▶ **WHAT TO WORK ON**
Please report each line of the data below that contains "trim".
BEGIN
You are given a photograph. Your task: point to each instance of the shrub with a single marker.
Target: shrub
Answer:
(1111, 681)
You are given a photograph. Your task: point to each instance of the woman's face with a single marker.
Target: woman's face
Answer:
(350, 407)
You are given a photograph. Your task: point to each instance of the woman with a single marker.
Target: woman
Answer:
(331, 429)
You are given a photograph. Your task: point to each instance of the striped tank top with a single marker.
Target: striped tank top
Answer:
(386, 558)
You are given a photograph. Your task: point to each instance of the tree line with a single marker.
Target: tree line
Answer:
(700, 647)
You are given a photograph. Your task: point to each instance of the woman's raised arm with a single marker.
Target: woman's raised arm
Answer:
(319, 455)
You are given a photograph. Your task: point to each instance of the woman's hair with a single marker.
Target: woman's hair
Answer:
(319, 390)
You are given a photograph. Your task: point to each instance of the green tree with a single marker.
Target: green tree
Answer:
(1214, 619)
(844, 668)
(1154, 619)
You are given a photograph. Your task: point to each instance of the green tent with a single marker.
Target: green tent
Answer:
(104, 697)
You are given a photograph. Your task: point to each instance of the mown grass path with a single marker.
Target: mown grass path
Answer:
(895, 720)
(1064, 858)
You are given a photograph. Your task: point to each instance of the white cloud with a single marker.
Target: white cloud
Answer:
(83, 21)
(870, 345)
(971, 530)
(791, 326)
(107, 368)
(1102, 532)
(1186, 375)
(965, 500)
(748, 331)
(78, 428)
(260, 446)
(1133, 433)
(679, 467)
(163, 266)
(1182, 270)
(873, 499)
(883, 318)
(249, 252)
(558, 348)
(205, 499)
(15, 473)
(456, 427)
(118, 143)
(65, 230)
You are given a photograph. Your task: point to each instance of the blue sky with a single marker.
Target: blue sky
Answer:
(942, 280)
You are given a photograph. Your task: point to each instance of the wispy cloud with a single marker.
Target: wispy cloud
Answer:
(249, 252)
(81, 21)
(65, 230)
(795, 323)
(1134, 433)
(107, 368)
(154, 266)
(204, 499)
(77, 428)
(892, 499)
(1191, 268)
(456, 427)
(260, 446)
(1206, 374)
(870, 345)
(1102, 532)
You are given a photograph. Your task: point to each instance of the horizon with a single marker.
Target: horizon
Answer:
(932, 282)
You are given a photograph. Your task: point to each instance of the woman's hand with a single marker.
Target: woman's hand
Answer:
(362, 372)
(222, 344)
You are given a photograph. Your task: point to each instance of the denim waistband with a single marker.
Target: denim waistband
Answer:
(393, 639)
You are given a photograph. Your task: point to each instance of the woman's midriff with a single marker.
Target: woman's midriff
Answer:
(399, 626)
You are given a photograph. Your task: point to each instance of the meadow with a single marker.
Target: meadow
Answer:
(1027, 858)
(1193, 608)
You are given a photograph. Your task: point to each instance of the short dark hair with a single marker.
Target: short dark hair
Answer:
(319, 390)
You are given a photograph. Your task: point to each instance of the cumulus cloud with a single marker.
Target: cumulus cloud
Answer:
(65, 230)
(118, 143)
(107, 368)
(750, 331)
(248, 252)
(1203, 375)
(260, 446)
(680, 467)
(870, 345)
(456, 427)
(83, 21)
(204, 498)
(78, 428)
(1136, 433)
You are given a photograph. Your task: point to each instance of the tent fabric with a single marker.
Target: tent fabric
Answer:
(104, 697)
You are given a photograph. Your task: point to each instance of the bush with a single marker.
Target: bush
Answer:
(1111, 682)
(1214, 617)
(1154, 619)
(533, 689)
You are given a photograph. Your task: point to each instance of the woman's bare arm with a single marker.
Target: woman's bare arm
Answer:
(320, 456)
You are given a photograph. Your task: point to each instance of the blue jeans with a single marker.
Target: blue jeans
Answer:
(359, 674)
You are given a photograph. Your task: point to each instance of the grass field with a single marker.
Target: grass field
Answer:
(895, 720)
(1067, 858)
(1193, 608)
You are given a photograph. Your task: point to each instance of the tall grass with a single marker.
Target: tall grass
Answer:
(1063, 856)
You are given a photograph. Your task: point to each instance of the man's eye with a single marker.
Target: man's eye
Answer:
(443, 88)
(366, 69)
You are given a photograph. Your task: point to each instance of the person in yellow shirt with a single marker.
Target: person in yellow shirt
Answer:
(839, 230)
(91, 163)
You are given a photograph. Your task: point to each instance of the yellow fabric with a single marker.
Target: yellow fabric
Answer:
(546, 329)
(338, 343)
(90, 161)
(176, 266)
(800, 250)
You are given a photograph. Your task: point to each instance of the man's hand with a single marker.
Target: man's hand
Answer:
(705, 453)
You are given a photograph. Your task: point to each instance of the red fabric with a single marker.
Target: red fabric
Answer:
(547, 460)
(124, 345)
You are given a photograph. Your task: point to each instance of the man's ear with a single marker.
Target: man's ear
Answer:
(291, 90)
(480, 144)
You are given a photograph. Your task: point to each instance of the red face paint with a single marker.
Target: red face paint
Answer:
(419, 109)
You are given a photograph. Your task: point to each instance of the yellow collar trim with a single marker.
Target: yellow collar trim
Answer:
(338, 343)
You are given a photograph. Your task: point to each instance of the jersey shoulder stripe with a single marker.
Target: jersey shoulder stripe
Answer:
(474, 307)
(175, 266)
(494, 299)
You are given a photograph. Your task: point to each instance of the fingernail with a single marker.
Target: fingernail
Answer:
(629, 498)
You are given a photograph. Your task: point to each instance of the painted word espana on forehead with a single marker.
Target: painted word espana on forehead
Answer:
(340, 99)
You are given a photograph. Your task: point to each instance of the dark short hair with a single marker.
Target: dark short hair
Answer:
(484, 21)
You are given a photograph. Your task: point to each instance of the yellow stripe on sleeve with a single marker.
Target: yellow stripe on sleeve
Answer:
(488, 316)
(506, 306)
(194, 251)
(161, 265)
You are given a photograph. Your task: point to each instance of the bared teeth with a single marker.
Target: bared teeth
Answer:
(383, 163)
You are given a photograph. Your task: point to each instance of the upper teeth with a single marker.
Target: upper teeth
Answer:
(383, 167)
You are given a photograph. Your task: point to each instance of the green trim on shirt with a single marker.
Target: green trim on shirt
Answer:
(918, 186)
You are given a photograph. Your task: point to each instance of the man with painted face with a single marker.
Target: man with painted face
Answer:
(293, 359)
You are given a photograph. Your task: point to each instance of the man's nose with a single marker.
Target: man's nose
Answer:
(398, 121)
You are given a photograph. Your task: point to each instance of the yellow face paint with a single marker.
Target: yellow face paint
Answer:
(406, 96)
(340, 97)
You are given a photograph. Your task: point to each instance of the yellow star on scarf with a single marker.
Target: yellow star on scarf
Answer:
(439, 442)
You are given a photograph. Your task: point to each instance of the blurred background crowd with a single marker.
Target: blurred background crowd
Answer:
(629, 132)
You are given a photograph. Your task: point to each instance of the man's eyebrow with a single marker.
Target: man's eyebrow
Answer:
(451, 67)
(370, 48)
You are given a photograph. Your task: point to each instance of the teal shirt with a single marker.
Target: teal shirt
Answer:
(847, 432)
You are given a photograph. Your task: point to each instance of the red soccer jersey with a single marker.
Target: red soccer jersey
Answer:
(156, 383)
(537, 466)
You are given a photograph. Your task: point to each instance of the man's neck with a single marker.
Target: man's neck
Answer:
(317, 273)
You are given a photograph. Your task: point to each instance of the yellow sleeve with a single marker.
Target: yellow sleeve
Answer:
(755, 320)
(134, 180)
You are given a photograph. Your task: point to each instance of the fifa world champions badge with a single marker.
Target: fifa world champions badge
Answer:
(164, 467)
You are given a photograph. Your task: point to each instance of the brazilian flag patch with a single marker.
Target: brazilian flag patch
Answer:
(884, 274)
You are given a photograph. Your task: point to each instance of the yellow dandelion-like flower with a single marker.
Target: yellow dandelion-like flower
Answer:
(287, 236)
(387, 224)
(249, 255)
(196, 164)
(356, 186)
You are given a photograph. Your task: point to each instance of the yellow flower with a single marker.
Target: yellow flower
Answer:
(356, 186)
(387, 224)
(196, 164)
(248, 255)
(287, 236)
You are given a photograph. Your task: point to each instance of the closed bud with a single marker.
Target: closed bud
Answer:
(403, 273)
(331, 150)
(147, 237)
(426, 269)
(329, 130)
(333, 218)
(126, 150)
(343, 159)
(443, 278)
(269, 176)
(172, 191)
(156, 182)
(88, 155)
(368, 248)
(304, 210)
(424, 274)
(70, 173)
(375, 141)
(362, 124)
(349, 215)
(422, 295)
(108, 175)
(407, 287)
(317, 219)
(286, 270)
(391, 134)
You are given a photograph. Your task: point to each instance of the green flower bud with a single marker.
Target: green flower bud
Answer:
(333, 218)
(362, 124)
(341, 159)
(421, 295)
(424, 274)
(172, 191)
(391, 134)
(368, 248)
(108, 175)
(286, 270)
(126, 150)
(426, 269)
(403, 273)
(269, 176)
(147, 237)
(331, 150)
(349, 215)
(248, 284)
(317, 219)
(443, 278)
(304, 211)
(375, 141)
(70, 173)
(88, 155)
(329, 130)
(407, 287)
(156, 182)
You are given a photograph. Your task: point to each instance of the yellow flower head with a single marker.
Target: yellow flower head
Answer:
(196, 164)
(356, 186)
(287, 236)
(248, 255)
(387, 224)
END
▶ **SOLUTION TO THIS TASK**
You are given a photograph. Your task: point to each instance of the yellow collar trim with a single marker.
Target: yellow collar trim
You are given a photograph. Your task: point to each instance of the green trim on shirt with a single marker.
Target: green trim on shirt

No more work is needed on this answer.